» **PROBLEM**
Print the listing that follows, character for character.

» **RECORDS SHOWN**
• • • • •

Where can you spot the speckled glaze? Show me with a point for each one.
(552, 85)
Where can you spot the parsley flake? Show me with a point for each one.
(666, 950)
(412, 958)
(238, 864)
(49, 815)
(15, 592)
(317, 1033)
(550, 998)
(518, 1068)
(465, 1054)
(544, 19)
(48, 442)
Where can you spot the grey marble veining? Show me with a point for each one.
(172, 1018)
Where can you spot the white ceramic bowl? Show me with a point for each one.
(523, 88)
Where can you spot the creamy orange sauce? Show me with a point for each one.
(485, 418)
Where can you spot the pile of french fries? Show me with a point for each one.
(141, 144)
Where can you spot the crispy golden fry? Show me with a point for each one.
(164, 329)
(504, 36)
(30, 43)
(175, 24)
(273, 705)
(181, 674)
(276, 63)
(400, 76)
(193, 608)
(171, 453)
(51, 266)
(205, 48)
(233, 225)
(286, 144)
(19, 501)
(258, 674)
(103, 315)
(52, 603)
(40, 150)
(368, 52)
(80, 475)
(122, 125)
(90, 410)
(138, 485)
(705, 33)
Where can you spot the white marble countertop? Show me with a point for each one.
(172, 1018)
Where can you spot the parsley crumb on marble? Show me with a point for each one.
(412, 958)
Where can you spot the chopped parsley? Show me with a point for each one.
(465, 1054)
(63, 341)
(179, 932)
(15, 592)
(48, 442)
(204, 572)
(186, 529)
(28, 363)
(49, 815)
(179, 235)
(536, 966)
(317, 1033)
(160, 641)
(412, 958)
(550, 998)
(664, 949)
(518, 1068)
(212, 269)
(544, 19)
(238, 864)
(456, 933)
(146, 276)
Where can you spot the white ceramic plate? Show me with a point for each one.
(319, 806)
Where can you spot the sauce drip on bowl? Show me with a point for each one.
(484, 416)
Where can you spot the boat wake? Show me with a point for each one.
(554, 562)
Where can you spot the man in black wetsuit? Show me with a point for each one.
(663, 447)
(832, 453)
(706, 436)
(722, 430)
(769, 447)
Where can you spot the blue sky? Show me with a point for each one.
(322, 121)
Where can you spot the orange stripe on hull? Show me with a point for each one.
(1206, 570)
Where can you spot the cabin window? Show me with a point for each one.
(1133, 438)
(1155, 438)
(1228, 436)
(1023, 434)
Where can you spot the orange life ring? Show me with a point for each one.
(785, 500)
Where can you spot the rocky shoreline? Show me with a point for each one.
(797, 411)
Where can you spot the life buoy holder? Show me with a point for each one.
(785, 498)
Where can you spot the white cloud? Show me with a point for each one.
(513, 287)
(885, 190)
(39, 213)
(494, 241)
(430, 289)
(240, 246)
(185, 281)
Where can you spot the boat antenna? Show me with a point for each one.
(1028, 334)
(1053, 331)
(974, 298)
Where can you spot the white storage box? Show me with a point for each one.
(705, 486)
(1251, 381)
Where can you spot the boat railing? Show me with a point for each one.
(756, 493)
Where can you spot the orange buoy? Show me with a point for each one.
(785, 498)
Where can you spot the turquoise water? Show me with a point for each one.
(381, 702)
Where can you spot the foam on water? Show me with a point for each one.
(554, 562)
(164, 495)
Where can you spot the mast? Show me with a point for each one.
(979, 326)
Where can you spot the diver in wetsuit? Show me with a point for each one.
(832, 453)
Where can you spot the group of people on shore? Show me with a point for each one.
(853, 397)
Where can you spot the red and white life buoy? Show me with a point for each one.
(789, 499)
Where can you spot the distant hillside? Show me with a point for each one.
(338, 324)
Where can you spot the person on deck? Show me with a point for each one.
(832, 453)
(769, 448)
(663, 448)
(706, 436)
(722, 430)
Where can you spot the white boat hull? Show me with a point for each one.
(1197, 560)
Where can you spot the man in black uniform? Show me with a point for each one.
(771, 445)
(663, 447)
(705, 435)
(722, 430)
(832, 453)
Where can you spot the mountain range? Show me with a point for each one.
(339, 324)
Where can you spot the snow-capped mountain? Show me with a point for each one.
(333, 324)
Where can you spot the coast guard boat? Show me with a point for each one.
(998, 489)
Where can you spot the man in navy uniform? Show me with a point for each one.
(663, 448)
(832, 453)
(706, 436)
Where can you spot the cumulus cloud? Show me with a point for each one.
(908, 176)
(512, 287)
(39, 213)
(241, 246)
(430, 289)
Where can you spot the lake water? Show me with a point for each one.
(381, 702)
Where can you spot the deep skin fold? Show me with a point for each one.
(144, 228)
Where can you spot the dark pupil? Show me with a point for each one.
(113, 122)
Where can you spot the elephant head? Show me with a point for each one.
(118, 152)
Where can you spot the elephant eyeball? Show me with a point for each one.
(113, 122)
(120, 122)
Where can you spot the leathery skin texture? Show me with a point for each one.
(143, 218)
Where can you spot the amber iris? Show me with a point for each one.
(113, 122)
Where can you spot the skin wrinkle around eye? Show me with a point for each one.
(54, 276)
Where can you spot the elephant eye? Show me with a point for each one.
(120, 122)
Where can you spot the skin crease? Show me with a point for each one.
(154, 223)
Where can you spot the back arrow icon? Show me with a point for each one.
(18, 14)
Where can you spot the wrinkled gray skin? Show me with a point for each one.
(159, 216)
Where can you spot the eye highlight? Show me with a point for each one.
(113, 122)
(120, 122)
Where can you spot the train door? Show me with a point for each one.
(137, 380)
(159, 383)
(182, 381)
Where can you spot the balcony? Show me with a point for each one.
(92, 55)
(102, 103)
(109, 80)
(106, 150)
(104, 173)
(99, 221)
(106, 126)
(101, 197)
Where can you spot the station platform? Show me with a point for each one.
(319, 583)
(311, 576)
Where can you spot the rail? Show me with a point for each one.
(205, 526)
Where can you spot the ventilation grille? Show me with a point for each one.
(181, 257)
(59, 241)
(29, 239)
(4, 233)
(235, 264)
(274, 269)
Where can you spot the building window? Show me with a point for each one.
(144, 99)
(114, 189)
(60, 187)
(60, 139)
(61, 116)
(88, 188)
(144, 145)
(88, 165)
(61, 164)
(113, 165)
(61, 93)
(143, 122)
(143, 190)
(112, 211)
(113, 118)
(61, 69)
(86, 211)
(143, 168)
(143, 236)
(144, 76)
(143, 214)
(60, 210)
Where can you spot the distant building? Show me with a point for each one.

• • • • •

» **ANSWER TO THE TASK**
Where can you spot the speckled glaze? Show me with a point for each one.
(552, 85)
Where can you spot the parsley flake? Show me with a point for each one.
(666, 950)
(412, 958)
(238, 864)
(49, 815)
(15, 592)
(317, 1033)
(550, 998)
(518, 1068)
(465, 1054)
(544, 19)
(48, 442)
Where can you spot the grey marble veining? Show me with a point for each one.
(172, 1018)
Where can you spot the white ceramic bowl? Show me with a point for each one.
(523, 88)
Where can you spot the creamy orange sauce? Show me with a point for each one.
(485, 418)
Where can you spot the pile of french fries? Show me with a point for each one.
(141, 144)
Where can you spot the crispy golden fry? Show me with a point for each one.
(164, 329)
(504, 36)
(30, 43)
(175, 24)
(273, 705)
(181, 674)
(276, 63)
(400, 76)
(193, 608)
(171, 453)
(51, 266)
(205, 48)
(233, 225)
(286, 144)
(19, 501)
(258, 674)
(103, 315)
(52, 603)
(40, 150)
(368, 52)
(80, 475)
(122, 125)
(90, 410)
(138, 485)
(705, 33)
Where can you spot the white marble countertop? Show me with a point for each one.
(172, 1018)
Where can you spot the parsley crumb on marble? Show me with a point for each one.
(412, 958)
Where can you spot the chopped parsley? Show me with a point for each one.
(465, 1054)
(63, 341)
(179, 932)
(15, 592)
(48, 442)
(204, 572)
(186, 529)
(28, 363)
(49, 815)
(179, 235)
(536, 966)
(317, 1033)
(160, 641)
(412, 958)
(550, 998)
(664, 949)
(518, 1068)
(212, 269)
(544, 19)
(238, 864)
(456, 933)
(146, 276)
Where can you spot the white ceramic plate? Show me with a point for each one.
(319, 806)
Where can you spot the sauce drip on bowl? Show me with a point for each one.
(484, 416)
Where can you spot the boat wake? Show me with a point for each one.
(554, 562)
Where can you spot the man in black wetsuit? Show me with a point for each one.
(663, 447)
(832, 453)
(706, 436)
(722, 430)
(769, 447)
Where can you spot the blue sky? Show me with a point for each one.
(322, 121)
Where can you spot the orange stripe on hull? Show me with a point for each one.
(1206, 570)
Where can you spot the cabin window? Show me with a point for each one.
(1133, 438)
(1155, 438)
(1228, 436)
(1023, 434)
Where can you spot the orange life ring? Show me with a point for each one.
(785, 500)
Where can you spot the rocky shoreline? Show me with a point for each one.
(797, 411)
Where can you spot the life buoy holder? Show me with a point for each one.
(785, 498)
Where can you spot the white cloud? Show me with a point for each one.
(513, 287)
(885, 190)
(39, 213)
(494, 241)
(430, 289)
(240, 246)
(185, 281)
Where can you spot the boat antenna? Show me with a point for each one.
(1028, 334)
(1053, 331)
(974, 298)
Where can you spot the white storage box? Show me with a point for each one.
(705, 486)
(1251, 381)
Where can you spot the boat railing? Show me with a point for each one.
(756, 493)
Where can you spot the orange buoy? Show me with a point for each one.
(785, 498)
Where can you spot the turquoise water? Show me with a point for each one.
(381, 702)
Where can you spot the foam on water? Show me with a point for each one.
(554, 562)
(164, 495)
Where can you spot the mast? Show me with a point for each one.
(979, 326)
Where can you spot the diver in wetsuit? Show me with a point for each one.
(832, 453)
Where can you spot the group of people on shore? Show me with a point for each one.
(853, 397)
Where can you spot the red and white life buoy? Show me with a point for each one.
(789, 499)
Where can you spot the distant hillside? Show me with a point for each one.
(338, 324)
Where can you spot the person on deck? Show me with a point for each one.
(832, 453)
(769, 448)
(663, 448)
(706, 436)
(722, 430)
Where can you spot the white boat hull? Show me with a point for each one.
(1197, 560)
Where can you spot the man in black uniform? Show me with a point for each one.
(771, 445)
(663, 447)
(705, 435)
(722, 430)
(832, 453)
Where can you spot the mountain range? Show me with a point for each one.
(339, 324)
Where can you spot the snow-capped mountain? Show me with a point for each one.
(333, 324)
Where can you spot the coast guard boat? Show me with a point for each one.
(998, 489)
Where can you spot the man in navy uniform? Show me with a point for each one.
(663, 448)
(832, 453)
(706, 436)
Where can you spot the cumulus cloud? Show me with a point for each one.
(908, 176)
(512, 287)
(39, 213)
(241, 246)
(430, 289)
Where can you spot the lake water? Show me with a point for each one.
(381, 702)
Where can you spot the deep skin fold? Show me with a point for each one.
(144, 228)
Where can you spot the dark pupil? Show me with a point for each one.
(113, 122)
Where can you spot the elephant head? Show me with a point for each one.
(118, 152)
Where can you spot the elephant eyeball? Show me with a point for each one.
(113, 122)
(120, 122)
Where can you spot the leathery skin texture? Show me with a point for each one.
(143, 218)
Where can you spot the amber iris? Show me with a point for each one.
(113, 122)
Where can you spot the skin wrinkle around eye? Show me with a point for each one.
(54, 276)
Where can you spot the elephant eye? Show me with a point for each one.
(120, 122)
Where can you spot the skin crease? Show me with a point for each one.
(154, 223)
Where can you spot the back arrow icon? Show me with a point for each one.
(18, 14)
Where can you spot the wrinkled gray skin? Show me with a point for each one.
(159, 216)
Where can you spot the eye highlight? Show me with a point for each one.
(113, 122)
(120, 122)
Where can you spot the train door? Show me with a point for each one.
(137, 380)
(159, 383)
(182, 381)
Where can you spot the balcony? Show me with a point for each one.
(92, 55)
(102, 103)
(109, 80)
(106, 150)
(104, 173)
(99, 221)
(106, 126)
(101, 197)
Where can you spot the station platform? Show me with a point for each one.
(319, 583)
(311, 576)
Where can you spot the rail? Show me with a point for each one.
(205, 526)
Where can you spot the ventilation grille? Show me with a point for each one.
(181, 257)
(59, 241)
(29, 239)
(4, 233)
(235, 264)
(274, 269)
Where can you spot the building window? Show me with a point for each one.
(144, 99)
(114, 189)
(60, 187)
(60, 139)
(61, 116)
(88, 188)
(144, 145)
(88, 165)
(61, 164)
(113, 165)
(61, 93)
(143, 122)
(143, 190)
(112, 211)
(113, 118)
(61, 69)
(86, 211)
(143, 168)
(143, 236)
(144, 76)
(143, 214)
(60, 210)
Where can you spot the distant building? Show me with a point for each one.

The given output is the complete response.